EXERCISE INSTRUCTIONS
Take the line with "of the metal" and all lines after it, through the end of the records below, and repeat them exactly.

PROVIDED INFORMATION
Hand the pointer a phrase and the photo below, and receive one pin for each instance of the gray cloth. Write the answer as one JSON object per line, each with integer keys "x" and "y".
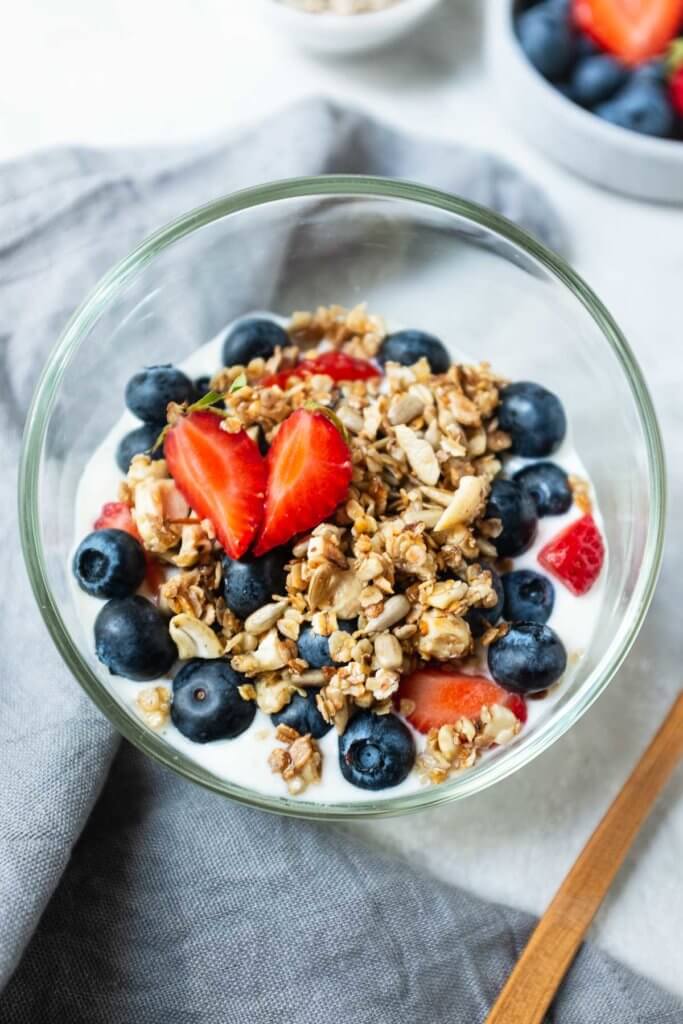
{"x": 127, "y": 895}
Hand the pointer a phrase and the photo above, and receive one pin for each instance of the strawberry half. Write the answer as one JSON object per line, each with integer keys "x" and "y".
{"x": 117, "y": 515}
{"x": 575, "y": 555}
{"x": 220, "y": 475}
{"x": 339, "y": 366}
{"x": 632, "y": 30}
{"x": 440, "y": 697}
{"x": 309, "y": 470}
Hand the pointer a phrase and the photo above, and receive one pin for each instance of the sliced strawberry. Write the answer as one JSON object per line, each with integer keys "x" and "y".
{"x": 632, "y": 30}
{"x": 117, "y": 515}
{"x": 309, "y": 470}
{"x": 220, "y": 475}
{"x": 339, "y": 366}
{"x": 575, "y": 555}
{"x": 441, "y": 696}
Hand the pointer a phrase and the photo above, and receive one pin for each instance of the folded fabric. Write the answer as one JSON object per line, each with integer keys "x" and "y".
{"x": 127, "y": 894}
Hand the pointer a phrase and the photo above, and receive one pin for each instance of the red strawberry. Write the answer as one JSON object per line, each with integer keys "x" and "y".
{"x": 575, "y": 555}
{"x": 220, "y": 475}
{"x": 633, "y": 30}
{"x": 441, "y": 696}
{"x": 309, "y": 470}
{"x": 117, "y": 515}
{"x": 339, "y": 366}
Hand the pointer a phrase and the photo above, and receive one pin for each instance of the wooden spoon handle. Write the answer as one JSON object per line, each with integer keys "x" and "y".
{"x": 553, "y": 945}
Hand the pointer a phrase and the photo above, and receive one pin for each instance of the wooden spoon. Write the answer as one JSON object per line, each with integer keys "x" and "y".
{"x": 540, "y": 970}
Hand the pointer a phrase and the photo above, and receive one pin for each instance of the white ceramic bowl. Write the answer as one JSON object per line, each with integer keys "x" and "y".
{"x": 345, "y": 33}
{"x": 612, "y": 157}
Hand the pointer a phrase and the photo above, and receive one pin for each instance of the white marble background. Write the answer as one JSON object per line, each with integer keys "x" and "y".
{"x": 123, "y": 72}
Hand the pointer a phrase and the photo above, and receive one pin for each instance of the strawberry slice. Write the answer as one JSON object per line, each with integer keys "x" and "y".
{"x": 440, "y": 697}
{"x": 632, "y": 30}
{"x": 339, "y": 366}
{"x": 220, "y": 475}
{"x": 575, "y": 555}
{"x": 309, "y": 470}
{"x": 117, "y": 515}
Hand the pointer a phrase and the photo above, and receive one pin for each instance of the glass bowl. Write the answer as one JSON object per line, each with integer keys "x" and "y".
{"x": 420, "y": 257}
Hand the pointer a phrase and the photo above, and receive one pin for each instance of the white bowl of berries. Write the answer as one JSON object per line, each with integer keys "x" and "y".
{"x": 597, "y": 88}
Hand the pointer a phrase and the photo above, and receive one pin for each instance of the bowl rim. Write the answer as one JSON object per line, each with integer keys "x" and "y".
{"x": 645, "y": 145}
{"x": 485, "y": 773}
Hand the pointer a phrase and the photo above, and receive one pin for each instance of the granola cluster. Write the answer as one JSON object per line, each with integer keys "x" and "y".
{"x": 404, "y": 555}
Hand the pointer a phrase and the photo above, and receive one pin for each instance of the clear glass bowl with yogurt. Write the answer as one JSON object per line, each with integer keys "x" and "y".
{"x": 424, "y": 259}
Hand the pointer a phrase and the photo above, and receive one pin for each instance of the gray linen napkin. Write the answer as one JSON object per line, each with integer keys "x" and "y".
{"x": 127, "y": 894}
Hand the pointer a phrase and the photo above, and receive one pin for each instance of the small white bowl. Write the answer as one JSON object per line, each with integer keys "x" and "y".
{"x": 346, "y": 33}
{"x": 612, "y": 157}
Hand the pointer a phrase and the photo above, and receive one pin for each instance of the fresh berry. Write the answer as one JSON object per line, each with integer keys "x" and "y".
{"x": 250, "y": 583}
{"x": 676, "y": 90}
{"x": 510, "y": 503}
{"x": 339, "y": 366}
{"x": 206, "y": 701}
{"x": 309, "y": 471}
{"x": 148, "y": 392}
{"x": 547, "y": 37}
{"x": 534, "y": 417}
{"x": 641, "y": 105}
{"x": 528, "y": 658}
{"x": 256, "y": 338}
{"x": 407, "y": 347}
{"x": 441, "y": 696}
{"x": 302, "y": 714}
{"x": 575, "y": 555}
{"x": 109, "y": 563}
{"x": 376, "y": 751}
{"x": 596, "y": 79}
{"x": 480, "y": 619}
{"x": 529, "y": 596}
{"x": 314, "y": 648}
{"x": 132, "y": 639}
{"x": 549, "y": 486}
{"x": 136, "y": 441}
{"x": 220, "y": 475}
{"x": 632, "y": 30}
{"x": 117, "y": 515}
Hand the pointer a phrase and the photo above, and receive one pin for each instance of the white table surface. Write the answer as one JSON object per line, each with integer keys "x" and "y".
{"x": 123, "y": 72}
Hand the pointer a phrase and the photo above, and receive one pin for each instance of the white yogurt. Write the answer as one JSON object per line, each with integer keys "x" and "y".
{"x": 244, "y": 761}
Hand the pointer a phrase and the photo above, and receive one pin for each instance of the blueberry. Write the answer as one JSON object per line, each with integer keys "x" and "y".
{"x": 376, "y": 751}
{"x": 132, "y": 639}
{"x": 548, "y": 39}
{"x": 596, "y": 79}
{"x": 534, "y": 417}
{"x": 250, "y": 583}
{"x": 252, "y": 339}
{"x": 315, "y": 649}
{"x": 206, "y": 702}
{"x": 148, "y": 392}
{"x": 480, "y": 619}
{"x": 529, "y": 596}
{"x": 528, "y": 658}
{"x": 514, "y": 507}
{"x": 549, "y": 486}
{"x": 109, "y": 563}
{"x": 136, "y": 441}
{"x": 407, "y": 347}
{"x": 641, "y": 105}
{"x": 302, "y": 714}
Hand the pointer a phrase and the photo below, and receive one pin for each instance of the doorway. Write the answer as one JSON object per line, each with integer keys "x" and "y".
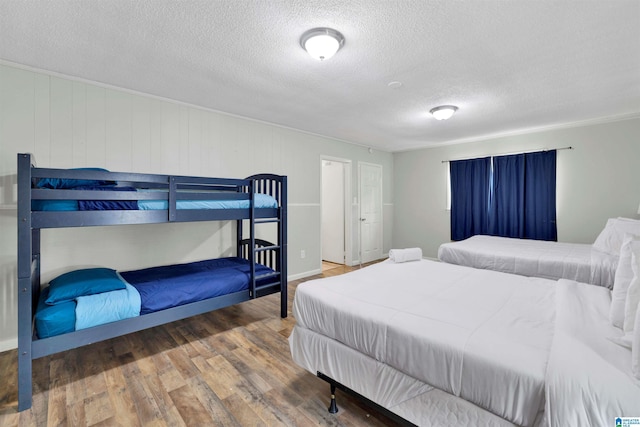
{"x": 335, "y": 212}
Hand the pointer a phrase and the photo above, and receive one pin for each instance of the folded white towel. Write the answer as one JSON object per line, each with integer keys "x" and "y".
{"x": 404, "y": 255}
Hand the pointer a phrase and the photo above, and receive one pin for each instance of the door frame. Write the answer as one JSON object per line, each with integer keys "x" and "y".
{"x": 360, "y": 208}
{"x": 348, "y": 246}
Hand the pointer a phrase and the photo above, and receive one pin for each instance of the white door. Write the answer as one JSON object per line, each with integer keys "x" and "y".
{"x": 370, "y": 177}
{"x": 333, "y": 241}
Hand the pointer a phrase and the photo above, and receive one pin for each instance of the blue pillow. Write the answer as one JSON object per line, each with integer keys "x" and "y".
{"x": 56, "y": 319}
{"x": 89, "y": 281}
{"x": 66, "y": 183}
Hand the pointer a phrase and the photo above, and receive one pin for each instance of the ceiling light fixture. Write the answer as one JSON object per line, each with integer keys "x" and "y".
{"x": 322, "y": 43}
{"x": 443, "y": 112}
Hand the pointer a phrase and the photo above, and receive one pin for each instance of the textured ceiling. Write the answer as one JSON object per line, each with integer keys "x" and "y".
{"x": 510, "y": 66}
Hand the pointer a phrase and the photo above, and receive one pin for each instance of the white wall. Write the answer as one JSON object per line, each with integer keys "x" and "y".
{"x": 598, "y": 179}
{"x": 67, "y": 123}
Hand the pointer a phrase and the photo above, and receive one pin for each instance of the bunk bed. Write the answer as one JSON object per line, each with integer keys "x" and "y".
{"x": 535, "y": 258}
{"x": 430, "y": 343}
{"x": 56, "y": 198}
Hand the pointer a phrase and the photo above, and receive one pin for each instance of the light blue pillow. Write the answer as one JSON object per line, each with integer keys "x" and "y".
{"x": 88, "y": 281}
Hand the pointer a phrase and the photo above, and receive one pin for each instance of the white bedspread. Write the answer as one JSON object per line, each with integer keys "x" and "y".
{"x": 480, "y": 335}
{"x": 589, "y": 379}
{"x": 536, "y": 258}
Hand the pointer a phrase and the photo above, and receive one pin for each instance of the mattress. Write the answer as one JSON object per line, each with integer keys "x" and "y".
{"x": 159, "y": 288}
{"x": 173, "y": 285}
{"x": 497, "y": 341}
{"x": 396, "y": 391}
{"x": 486, "y": 335}
{"x": 537, "y": 258}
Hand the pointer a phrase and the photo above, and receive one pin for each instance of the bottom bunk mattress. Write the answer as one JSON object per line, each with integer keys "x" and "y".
{"x": 536, "y": 258}
{"x": 91, "y": 297}
{"x": 497, "y": 341}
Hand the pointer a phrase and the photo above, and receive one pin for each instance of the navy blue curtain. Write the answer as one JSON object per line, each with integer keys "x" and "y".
{"x": 469, "y": 197}
{"x": 506, "y": 210}
{"x": 540, "y": 196}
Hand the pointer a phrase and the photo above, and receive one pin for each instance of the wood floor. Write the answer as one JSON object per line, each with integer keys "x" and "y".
{"x": 231, "y": 367}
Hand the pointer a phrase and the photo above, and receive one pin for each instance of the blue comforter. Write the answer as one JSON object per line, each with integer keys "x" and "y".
{"x": 173, "y": 285}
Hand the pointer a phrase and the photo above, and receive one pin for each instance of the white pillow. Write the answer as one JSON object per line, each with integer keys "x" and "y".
{"x": 610, "y": 238}
{"x": 635, "y": 347}
{"x": 623, "y": 278}
{"x": 633, "y": 294}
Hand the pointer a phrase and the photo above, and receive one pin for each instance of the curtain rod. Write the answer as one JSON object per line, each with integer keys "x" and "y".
{"x": 507, "y": 154}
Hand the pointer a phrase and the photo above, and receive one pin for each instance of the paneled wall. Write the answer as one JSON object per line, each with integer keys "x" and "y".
{"x": 68, "y": 123}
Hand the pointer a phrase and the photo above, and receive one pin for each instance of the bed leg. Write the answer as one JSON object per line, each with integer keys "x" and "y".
{"x": 333, "y": 408}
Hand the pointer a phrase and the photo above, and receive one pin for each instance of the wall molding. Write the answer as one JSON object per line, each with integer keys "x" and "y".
{"x": 9, "y": 344}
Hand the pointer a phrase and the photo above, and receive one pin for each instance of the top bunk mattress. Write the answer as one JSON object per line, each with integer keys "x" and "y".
{"x": 262, "y": 201}
{"x": 535, "y": 258}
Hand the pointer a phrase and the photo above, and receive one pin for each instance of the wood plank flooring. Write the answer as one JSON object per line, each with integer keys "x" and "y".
{"x": 230, "y": 367}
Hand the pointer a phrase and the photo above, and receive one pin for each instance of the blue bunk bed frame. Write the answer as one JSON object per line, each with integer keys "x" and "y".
{"x": 176, "y": 188}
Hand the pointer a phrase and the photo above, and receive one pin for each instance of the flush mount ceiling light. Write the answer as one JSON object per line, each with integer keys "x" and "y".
{"x": 322, "y": 43}
{"x": 443, "y": 112}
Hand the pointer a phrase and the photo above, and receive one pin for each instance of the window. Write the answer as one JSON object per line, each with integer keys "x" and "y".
{"x": 509, "y": 196}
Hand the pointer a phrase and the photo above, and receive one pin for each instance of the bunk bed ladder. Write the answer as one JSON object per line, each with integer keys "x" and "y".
{"x": 257, "y": 251}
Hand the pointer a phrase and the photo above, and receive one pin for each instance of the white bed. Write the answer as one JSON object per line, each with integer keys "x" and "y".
{"x": 536, "y": 258}
{"x": 440, "y": 344}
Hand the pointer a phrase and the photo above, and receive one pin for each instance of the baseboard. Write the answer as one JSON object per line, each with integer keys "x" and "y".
{"x": 9, "y": 344}
{"x": 292, "y": 277}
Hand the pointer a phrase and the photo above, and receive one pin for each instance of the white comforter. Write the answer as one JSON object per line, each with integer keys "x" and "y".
{"x": 481, "y": 335}
{"x": 536, "y": 258}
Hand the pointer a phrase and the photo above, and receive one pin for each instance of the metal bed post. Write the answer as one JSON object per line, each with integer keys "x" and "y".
{"x": 28, "y": 240}
{"x": 282, "y": 235}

SOLUTION TO THIS TASK
Hand the pointer a phrase and the photo above, and receive one pin for each instance of the metal bed post. Write the answer as one JSON object per line, each with integer keys "x" and "y".
{"x": 28, "y": 240}
{"x": 282, "y": 235}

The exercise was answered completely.